Pobres liberais! - de Arthur Azevedo
É este conto de Arthur Azevedo divertidíssimo. Uma comédia impagável de um mestre do humor brasileiro. No tempo do império, como o narrador salienta, um presidente de província, o Doutor Francelino Lopes, em excursão pelo interior, em visita à certa cidade, é recepcionado com pompa e luxo pelos munícipes e potentados locais, que em sua homenagem executam o Hino Nacional num ritmo que não lhe era apropriado à seriedade e tampouco a nobreza do homenageado. Enfim, converteu o povo a visita do Doutor Francelino Lopes em uma festa barulhenta, espalhafatosa. Serviram ao visitante banquete suntuoso repleto de delícias capazes de satisfazer o mais exigente dos paladares. Promoveram um baile durante cujo desenrolar o doutor Francelino Lopes dançou com a Baronesa de Santana, esposa de um rico fazendeiro, chefe do partido proeminente na cidade, e após cujo encerramento ele se recolheu ao quarto a ele destinado onde lhe entregou o bacharel Pinheiro um exemplar de A Opinião Pública, jornal do partido conservador, em cujo corpo constava uma biografia do Doutor Francelino Lopes. Saídos todos do quarto, encontrando-se, neste, só, o Doutor Francelino Lopes pôs-se a ler a matéria, que trazia um retrato seu xilografado, no periódico que à mão lhe pusera o bacharel, até o instante em que uma força da natureza, indomável, invencível, fê-lo interromper a leitura e procurar uma vasilha para cujo interior poderia descarregar o que lhe incomodava as vísceras a ponto de desesperá-lo. E foi à procura de um receptáculo para a carga que lhe feria o intestino. Não a encontrou em nenhum lugar daquele compartimento da casa. Aventou a vontade de solicitar aos seus hospitaleiros e solícitos anfitriões uma vasilha; todavia, tão logo se lhe aflorou tal idéia à mente, abandonou-a. Seria constrangedor um homem de sua posição recorrer à tal artifício. Em seu desespero, decidiu, então, abrir, no chão, o A Opinião Pública, sobre o qual despejaria a matéria que seu organismo acumulara. E assim fez. Obrou, como se diz. Concluída a obra, embrulhando-a com o A Opinião Pública, arremessou-a, pela janela, à rua, e foi, de consciência limpa, banhar-se. Em seguida, dormiu. E o seu sono foi encerrado, de manhã, por turbamulta promovida por uma pequena multidão de pessoas indignadas, dentre elas o bacharel Pinheiro. E foi ver o que ocorria: Haviam encontrado o exemplar de A Opinião Pública, no estado imundo em que o presidente da província, forçado por invencível força da natureza, o deixara.

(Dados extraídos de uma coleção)
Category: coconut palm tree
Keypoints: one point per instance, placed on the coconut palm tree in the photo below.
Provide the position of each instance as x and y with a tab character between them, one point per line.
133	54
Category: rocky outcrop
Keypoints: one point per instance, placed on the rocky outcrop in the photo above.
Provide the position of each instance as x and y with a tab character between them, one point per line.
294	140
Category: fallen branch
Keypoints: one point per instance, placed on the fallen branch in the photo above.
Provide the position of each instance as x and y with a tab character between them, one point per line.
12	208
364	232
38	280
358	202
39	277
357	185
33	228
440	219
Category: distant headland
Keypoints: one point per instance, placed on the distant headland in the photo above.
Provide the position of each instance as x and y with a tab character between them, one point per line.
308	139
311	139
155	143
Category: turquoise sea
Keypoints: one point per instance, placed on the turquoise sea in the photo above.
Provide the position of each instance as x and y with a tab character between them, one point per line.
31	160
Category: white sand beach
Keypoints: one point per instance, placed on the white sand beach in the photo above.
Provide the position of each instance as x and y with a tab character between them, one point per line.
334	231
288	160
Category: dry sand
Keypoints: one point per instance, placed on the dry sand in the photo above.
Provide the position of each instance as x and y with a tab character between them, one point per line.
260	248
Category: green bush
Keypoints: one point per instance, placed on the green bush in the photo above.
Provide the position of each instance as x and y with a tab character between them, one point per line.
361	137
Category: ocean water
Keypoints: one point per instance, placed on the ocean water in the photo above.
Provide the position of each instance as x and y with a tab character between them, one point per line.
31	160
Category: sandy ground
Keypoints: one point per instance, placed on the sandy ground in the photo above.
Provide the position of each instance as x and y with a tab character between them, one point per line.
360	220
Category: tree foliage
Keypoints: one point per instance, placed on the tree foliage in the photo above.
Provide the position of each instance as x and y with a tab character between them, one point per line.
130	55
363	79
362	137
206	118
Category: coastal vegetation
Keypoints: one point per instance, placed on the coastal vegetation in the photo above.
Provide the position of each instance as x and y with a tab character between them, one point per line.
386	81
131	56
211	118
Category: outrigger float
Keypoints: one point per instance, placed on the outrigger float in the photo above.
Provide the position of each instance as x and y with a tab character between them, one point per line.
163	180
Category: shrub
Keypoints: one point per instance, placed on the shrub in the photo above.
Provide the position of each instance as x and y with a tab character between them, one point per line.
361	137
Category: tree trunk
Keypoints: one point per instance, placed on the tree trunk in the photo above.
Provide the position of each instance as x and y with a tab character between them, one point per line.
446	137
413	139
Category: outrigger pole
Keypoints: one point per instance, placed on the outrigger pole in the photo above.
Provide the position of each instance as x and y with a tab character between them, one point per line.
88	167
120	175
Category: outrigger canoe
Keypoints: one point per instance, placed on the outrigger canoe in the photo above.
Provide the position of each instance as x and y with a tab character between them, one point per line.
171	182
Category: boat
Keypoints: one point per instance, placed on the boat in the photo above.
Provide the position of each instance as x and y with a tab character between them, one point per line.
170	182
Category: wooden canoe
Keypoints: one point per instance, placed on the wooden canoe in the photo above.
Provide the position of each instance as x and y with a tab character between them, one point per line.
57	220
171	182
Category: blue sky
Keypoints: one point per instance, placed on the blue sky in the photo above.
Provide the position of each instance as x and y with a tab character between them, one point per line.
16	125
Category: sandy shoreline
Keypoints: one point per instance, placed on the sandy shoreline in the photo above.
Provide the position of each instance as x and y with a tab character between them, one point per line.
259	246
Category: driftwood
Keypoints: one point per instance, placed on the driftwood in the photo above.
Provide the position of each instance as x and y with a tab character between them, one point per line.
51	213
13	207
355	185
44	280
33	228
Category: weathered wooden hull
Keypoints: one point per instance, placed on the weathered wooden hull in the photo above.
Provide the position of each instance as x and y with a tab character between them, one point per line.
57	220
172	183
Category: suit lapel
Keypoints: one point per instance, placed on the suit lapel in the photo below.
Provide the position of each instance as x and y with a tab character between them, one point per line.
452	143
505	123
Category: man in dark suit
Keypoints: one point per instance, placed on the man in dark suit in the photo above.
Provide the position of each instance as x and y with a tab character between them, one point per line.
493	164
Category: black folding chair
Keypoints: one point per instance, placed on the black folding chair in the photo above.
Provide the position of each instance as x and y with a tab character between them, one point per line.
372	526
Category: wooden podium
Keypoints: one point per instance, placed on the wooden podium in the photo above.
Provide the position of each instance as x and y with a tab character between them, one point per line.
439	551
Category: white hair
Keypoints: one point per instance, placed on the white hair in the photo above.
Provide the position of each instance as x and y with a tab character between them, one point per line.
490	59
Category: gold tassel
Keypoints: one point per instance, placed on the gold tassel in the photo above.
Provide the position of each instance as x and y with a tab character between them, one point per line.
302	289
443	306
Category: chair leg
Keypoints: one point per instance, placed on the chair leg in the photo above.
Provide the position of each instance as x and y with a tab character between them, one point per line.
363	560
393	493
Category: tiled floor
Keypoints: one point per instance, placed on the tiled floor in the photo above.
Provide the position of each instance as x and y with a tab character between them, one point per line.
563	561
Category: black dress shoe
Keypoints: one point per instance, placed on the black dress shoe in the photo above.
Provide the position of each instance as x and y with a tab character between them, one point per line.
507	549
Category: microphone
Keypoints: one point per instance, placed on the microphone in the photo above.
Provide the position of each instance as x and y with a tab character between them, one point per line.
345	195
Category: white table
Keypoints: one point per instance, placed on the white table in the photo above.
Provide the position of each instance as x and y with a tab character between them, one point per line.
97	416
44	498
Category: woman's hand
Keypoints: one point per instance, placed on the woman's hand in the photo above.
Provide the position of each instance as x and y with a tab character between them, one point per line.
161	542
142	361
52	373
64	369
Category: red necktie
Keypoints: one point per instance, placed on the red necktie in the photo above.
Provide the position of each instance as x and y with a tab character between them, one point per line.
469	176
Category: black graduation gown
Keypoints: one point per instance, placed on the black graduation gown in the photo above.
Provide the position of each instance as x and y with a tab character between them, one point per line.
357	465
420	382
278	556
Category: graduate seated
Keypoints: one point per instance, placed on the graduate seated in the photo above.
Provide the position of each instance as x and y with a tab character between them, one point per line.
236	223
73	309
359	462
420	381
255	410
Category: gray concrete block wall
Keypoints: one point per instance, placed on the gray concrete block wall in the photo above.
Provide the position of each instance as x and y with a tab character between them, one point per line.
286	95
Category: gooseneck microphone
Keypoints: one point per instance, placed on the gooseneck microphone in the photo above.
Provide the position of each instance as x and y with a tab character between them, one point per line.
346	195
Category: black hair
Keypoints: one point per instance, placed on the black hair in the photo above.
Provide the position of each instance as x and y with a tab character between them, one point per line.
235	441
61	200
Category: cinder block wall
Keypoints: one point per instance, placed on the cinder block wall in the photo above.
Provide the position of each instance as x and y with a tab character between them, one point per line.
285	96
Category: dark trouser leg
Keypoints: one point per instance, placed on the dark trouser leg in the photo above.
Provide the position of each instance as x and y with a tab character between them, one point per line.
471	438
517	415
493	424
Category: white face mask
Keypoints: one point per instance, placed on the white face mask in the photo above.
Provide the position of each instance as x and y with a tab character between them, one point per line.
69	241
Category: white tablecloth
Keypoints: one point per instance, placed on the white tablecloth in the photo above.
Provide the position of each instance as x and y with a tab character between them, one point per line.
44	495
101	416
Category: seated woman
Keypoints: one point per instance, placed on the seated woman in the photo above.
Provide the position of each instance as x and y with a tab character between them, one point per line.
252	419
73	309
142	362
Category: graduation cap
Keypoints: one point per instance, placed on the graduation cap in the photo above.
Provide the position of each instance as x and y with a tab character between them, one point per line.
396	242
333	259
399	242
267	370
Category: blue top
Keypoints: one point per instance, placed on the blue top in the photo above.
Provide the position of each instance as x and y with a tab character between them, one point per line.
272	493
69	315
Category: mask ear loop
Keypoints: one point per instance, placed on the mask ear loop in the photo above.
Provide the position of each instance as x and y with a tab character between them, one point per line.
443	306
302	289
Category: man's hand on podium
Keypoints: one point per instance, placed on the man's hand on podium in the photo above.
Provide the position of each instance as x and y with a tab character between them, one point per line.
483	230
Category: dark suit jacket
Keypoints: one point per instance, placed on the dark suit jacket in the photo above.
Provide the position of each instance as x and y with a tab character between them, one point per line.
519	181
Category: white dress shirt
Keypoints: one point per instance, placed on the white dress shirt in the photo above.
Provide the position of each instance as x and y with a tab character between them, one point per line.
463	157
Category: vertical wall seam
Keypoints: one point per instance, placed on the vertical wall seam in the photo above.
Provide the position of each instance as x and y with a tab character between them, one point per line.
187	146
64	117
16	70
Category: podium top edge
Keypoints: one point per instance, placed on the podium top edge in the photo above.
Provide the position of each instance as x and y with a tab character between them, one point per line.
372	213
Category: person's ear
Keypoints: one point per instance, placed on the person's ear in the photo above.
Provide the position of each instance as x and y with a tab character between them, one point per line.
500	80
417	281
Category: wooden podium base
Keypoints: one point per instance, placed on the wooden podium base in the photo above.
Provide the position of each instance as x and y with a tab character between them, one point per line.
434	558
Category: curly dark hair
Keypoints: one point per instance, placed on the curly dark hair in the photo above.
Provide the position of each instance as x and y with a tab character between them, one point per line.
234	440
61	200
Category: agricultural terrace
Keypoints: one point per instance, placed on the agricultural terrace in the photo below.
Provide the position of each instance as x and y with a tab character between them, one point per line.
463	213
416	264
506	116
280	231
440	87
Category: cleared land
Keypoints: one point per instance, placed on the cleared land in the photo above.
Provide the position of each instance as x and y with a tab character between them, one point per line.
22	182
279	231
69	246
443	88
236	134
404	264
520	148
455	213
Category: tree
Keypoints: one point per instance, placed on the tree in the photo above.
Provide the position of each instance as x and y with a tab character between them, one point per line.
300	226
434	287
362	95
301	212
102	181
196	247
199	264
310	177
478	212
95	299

Instruções a seguir: Transcreva na íntegra o trecho da página acima sobre o conto "Pobres liberais!", sem alterar nenhuma palavra.

Espaço da resposta:
Pobres liberais! - de Arthur Azevedo
É este conto de Arthur Azevedo divertidíssimo. Uma comédia impagável de um mestre do humor brasileiro. No tempo do império, como o narrador salienta, um presidente de província, o Doutor Francelino Lopes, em excursão pelo interior, em visita à certa cidade, é recepcionado com pompa e luxo pelos munícipes e potentados locais, que em sua homenagem executam o Hino Nacional num ritmo que não lhe era apropriado à seriedade e tampouco a nobreza do homenageado. Enfim, converteu o povo a visita do Doutor Francelino Lopes em uma festa barulhenta, espalhafatosa. Serviram ao visitante banquete suntuoso repleto de delícias capazes de satisfazer o mais exigente dos paladares. Promoveram um baile durante cujo desenrolar o doutor Francelino Lopes dançou com a Baronesa de Santana, esposa de um rico fazendeiro, chefe do partido proeminente na cidade, e após cujo encerramento ele se recolheu ao quarto a ele destinado onde lhe entregou o bacharel Pinheiro um exemplar de A Opinião Pública, jornal do partido conservador, em cujo corpo constava uma biografia do Doutor Francelino Lopes. Saídos todos do quarto, encontrando-se, neste, só, o Doutor Francelino Lopes pôs-se a ler a matéria, que trazia um retrato seu xilografado, no periódico que à mão lhe pusera o bacharel, até o instante em que uma força da natureza, indomável, invencível, fê-lo interromper a leitura e procurar uma vasilha para cujo interior poderia descarregar o que lhe incomodava as vísceras a ponto de desesperá-lo. E foi à procura de um receptáculo para a carga que lhe feria o intestino. Não a encontrou em nenhum lugar daquele compartimento da casa. Aventou a vontade de solicitar aos seus hospitaleiros e solícitos anfitriões uma vasilha; todavia, tão logo se lhe aflorou tal idéia à mente, abandonou-a. Seria constrangedor um homem de sua posição recorrer à tal artifício. Em seu desespero, decidiu, então, abrir, no chão, o A Opinião Pública, sobre o qual despejaria a matéria que seu organismo acumulara. E assim fez. Obrou, como se diz. Concluída a obra, embrulhando-a com o A Opinião Pública, arremessou-a, pela janela, à rua, e foi, de consciência limpa, banhar-se. Em seguida, dormiu. E o seu sono foi encerrado, de manhã, por turbamulta promovida por uma pequena multidão de pessoas indignadas, dentre elas o bacharel Pinheiro. E foi ver o que ocorria: Haviam encontrado o exemplar de A Opinião Pública, no estado imundo em que o presidente da província, forçado por invencível força da natureza, o deixara.